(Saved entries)
╭──

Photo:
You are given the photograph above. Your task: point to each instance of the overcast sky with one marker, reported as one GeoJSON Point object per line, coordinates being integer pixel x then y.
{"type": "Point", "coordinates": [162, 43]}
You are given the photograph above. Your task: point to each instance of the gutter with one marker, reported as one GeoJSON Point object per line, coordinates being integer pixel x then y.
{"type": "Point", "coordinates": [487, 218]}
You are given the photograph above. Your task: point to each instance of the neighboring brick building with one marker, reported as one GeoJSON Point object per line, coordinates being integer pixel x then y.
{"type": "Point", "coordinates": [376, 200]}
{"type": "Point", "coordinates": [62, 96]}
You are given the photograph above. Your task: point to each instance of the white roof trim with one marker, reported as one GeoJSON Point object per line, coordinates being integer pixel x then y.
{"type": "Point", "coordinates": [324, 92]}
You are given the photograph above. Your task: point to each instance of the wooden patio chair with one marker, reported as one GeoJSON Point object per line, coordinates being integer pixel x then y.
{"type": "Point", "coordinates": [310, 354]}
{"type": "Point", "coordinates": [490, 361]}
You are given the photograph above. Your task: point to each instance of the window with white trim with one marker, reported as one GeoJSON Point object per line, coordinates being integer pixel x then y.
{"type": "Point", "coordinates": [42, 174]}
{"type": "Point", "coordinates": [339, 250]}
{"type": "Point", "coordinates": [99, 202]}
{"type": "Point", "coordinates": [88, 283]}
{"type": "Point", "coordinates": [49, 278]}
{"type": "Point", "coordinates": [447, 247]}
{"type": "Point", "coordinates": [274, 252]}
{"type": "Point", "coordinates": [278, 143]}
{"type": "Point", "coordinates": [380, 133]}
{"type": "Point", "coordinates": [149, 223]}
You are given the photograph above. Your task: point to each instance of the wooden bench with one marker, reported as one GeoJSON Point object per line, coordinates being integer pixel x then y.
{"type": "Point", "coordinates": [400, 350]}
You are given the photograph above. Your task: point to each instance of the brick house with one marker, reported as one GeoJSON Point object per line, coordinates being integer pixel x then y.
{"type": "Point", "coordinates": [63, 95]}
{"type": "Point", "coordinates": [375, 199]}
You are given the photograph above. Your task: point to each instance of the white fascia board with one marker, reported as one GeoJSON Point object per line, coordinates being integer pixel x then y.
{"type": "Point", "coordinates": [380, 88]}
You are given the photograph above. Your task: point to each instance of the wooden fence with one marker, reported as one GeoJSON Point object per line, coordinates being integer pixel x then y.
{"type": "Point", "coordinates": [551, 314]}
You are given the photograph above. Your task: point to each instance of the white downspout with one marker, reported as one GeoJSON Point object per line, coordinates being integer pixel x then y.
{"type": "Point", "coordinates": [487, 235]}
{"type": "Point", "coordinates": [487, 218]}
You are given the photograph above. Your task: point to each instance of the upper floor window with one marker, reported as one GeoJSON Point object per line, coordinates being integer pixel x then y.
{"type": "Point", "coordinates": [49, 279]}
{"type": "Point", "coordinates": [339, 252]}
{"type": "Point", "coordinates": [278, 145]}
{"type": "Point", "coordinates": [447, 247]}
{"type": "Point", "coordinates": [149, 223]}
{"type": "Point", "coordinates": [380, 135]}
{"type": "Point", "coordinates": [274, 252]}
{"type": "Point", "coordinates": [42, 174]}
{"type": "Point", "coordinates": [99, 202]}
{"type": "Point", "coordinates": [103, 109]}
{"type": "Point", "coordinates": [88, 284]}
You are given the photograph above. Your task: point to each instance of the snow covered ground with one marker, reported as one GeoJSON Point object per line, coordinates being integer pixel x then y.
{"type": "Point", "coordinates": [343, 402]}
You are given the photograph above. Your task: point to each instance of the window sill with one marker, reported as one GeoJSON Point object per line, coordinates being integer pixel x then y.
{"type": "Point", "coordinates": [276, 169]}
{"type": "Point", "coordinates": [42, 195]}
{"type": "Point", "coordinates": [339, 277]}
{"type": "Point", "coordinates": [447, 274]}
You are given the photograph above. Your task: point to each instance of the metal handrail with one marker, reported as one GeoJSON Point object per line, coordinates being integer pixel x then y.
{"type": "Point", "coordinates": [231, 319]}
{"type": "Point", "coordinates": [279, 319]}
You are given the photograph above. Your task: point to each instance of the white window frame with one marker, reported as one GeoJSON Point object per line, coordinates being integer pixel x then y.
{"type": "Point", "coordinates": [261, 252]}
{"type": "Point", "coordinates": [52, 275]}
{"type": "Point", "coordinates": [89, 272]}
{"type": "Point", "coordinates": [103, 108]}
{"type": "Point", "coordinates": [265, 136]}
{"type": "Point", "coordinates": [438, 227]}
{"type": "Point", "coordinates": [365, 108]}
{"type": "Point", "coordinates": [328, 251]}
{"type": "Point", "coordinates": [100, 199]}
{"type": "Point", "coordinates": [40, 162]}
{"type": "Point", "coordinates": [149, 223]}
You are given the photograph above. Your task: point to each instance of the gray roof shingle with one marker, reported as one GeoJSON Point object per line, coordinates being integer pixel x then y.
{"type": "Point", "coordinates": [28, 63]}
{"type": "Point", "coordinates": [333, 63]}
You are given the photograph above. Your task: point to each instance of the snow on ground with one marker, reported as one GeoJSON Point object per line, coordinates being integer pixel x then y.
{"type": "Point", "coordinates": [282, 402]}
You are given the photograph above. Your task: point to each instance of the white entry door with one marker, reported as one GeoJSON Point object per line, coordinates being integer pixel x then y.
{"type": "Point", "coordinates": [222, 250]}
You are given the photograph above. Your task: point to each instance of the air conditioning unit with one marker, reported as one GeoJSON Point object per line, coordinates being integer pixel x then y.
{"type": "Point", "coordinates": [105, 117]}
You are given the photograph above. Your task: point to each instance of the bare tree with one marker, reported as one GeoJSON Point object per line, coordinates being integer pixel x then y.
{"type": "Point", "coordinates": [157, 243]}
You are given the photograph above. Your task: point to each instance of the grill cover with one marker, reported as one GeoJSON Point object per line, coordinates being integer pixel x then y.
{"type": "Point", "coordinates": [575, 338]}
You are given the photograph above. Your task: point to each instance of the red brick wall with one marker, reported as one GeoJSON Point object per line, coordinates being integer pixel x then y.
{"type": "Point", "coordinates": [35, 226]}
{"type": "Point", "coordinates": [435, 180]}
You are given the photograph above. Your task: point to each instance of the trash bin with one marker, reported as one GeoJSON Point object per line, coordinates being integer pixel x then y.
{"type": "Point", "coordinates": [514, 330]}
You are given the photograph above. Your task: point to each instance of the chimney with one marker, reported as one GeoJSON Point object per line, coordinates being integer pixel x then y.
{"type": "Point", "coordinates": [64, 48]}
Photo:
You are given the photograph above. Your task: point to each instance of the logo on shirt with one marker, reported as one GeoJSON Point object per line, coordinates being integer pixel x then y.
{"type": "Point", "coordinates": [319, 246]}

╰──

Task details: Reproduce the data in its entirety, matching each character.

Final answer:
Photo:
You are given the photograph above. Your task: point to each instance of the overcast sky with one marker, reported as one GeoJSON Point object per line, coordinates being integer pixel x then y.
{"type": "Point", "coordinates": [162, 43]}
You are given the photograph above. Your task: point to each instance of the gutter with one marker, reported as one GeoJSON Point object per line, coordinates being integer pixel x then y.
{"type": "Point", "coordinates": [487, 218]}
You are given the photograph above. Your task: point to each instance of the neighboring brick building with one marker, reported as one GeoJSON Point object per line, coordinates being integer pixel x then y.
{"type": "Point", "coordinates": [376, 200]}
{"type": "Point", "coordinates": [62, 96]}
You are given the photograph above. Your task: point to each instance of the white roof trim with one marker, reported as one GeoJSON Point object per line, coordinates being integer pixel x then y.
{"type": "Point", "coordinates": [324, 92]}
You are given the photograph above. Your task: point to each instance of the wooden patio chair with one marker, reported as one GeoJSON Point object per line, coordinates being integer pixel x then y.
{"type": "Point", "coordinates": [310, 354]}
{"type": "Point", "coordinates": [490, 361]}
You are given the photograph above. Your task: point to each instance of the window with white trim with one marker, reported as one GeoJSON Point object per line, coordinates being integer pixel x then y.
{"type": "Point", "coordinates": [42, 174]}
{"type": "Point", "coordinates": [339, 250]}
{"type": "Point", "coordinates": [99, 202]}
{"type": "Point", "coordinates": [88, 283]}
{"type": "Point", "coordinates": [49, 278]}
{"type": "Point", "coordinates": [447, 247]}
{"type": "Point", "coordinates": [274, 252]}
{"type": "Point", "coordinates": [278, 143]}
{"type": "Point", "coordinates": [380, 133]}
{"type": "Point", "coordinates": [149, 223]}
You are given the photograph above. Your task: point to each instance of the wooden bench with one marker, reported as one GeoJSON Point object per line, coordinates being integer pixel x then y.
{"type": "Point", "coordinates": [400, 350]}
You are given the photograph above. Your task: point to each instance of the brick house with one marker, reported as one GeoJSON Point object per line, coordinates being integer pixel x then y.
{"type": "Point", "coordinates": [63, 95]}
{"type": "Point", "coordinates": [375, 199]}
You are given the photograph above. Your task: point to each instance of the white fascia board with one marker, reported as one GeoJSON Point object per line, coordinates being integer pixel x then y.
{"type": "Point", "coordinates": [380, 88]}
You are given the photograph above. Your task: point to each instance of the wooden fence with one marker, reported as one GeoJSON Point object per line, coordinates being integer pixel x then y.
{"type": "Point", "coordinates": [551, 314]}
You are given the photograph above. Your task: point to each instance of the white downspout with one marker, reported as one GeoJSON Point object per line, coordinates being integer pixel x then y.
{"type": "Point", "coordinates": [487, 235]}
{"type": "Point", "coordinates": [487, 218]}
You are given the photograph above. Your task: point to each instance of the upper floor window with one marker, reported as one GeoJSON Point object per line, coordinates being integer pixel x then y.
{"type": "Point", "coordinates": [49, 279]}
{"type": "Point", "coordinates": [339, 252]}
{"type": "Point", "coordinates": [278, 145]}
{"type": "Point", "coordinates": [447, 247]}
{"type": "Point", "coordinates": [149, 223]}
{"type": "Point", "coordinates": [380, 135]}
{"type": "Point", "coordinates": [274, 252]}
{"type": "Point", "coordinates": [42, 174]}
{"type": "Point", "coordinates": [99, 202]}
{"type": "Point", "coordinates": [103, 109]}
{"type": "Point", "coordinates": [88, 284]}
You are given the photograph above. Your task: point to each instance of the snow covered ground with one marker, reported as one GeoJSON Point object per line, coordinates being integer pixel x then y.
{"type": "Point", "coordinates": [343, 402]}
You are given the photograph above. Your task: point to each instance of the window sill with one marker, reported as one GeoJSON Point object per line, coordinates being integer pixel x then y.
{"type": "Point", "coordinates": [276, 169]}
{"type": "Point", "coordinates": [42, 195]}
{"type": "Point", "coordinates": [339, 277]}
{"type": "Point", "coordinates": [447, 274]}
You are given the photograph above. Your task: point to each instance of the metal handrail with one marker, reported as one GeoJSON Point object per line, coordinates being integer pixel x then y.
{"type": "Point", "coordinates": [231, 319]}
{"type": "Point", "coordinates": [279, 319]}
You are given the photograph above. Your task: point to each instance of the white window frame with one marker, reported as one GeoJSON Point object per line, coordinates being integer pixel x then y.
{"type": "Point", "coordinates": [261, 252]}
{"type": "Point", "coordinates": [52, 275]}
{"type": "Point", "coordinates": [89, 272]}
{"type": "Point", "coordinates": [103, 108]}
{"type": "Point", "coordinates": [265, 136]}
{"type": "Point", "coordinates": [438, 227]}
{"type": "Point", "coordinates": [365, 108]}
{"type": "Point", "coordinates": [328, 251]}
{"type": "Point", "coordinates": [100, 199]}
{"type": "Point", "coordinates": [40, 162]}
{"type": "Point", "coordinates": [149, 223]}
You are given the photograph above. Your task: point to each instance of the gray roof shingle with one marker, reported as one GeoJSON Point object per line, coordinates being integer pixel x then y.
{"type": "Point", "coordinates": [28, 63]}
{"type": "Point", "coordinates": [333, 63]}
You are given the photograph above. Your task: point to each instance of the snow on ground with one marker, reported as one GeoJSON Point object per line, coordinates being integer pixel x then y.
{"type": "Point", "coordinates": [282, 402]}
You are given the photograph above. Your task: point to each instance of the white entry door with one marker, reported as one GeoJSON Point object per line, coordinates being integer pixel x then y.
{"type": "Point", "coordinates": [222, 250]}
You are given the photograph above. Your task: point to each instance of the air conditioning unit with one marker, reported as one GeoJSON Point object per line, coordinates being integer pixel x then y.
{"type": "Point", "coordinates": [105, 117]}
You are given the photograph above. Your task: point to each instance of the bare tree with one marker, reported as one GeoJSON Point object per line, coordinates being integer pixel x then y.
{"type": "Point", "coordinates": [157, 243]}
You are given the photograph above. Your task: point to each instance of the grill cover with one marker, reported as one GeoJSON Point object per line, coordinates being integer pixel x then y.
{"type": "Point", "coordinates": [575, 338]}
You are given the photograph above. Your task: point to each instance of the red brick wall with one marker, reported as one GeoJSON Point object per line, coordinates being integer pixel x then y.
{"type": "Point", "coordinates": [35, 226]}
{"type": "Point", "coordinates": [435, 180]}
You are given the photograph above. Your task: point to each instance of the trash bin with one marker, reported as one GeoJSON Point object per line, coordinates being integer pixel x then y.
{"type": "Point", "coordinates": [514, 330]}
You are given the photograph above. Your task: point to each instance of the chimney with one marker, reported as one GeoJSON Point object per line, coordinates being integer pixel x then y.
{"type": "Point", "coordinates": [64, 48]}
Photo:
You are given the photograph above. Your task: point to each instance of the logo on shirt with one marker, reported as one GeoJSON Point object per line, coordinates being integer pixel x then y.
{"type": "Point", "coordinates": [319, 246]}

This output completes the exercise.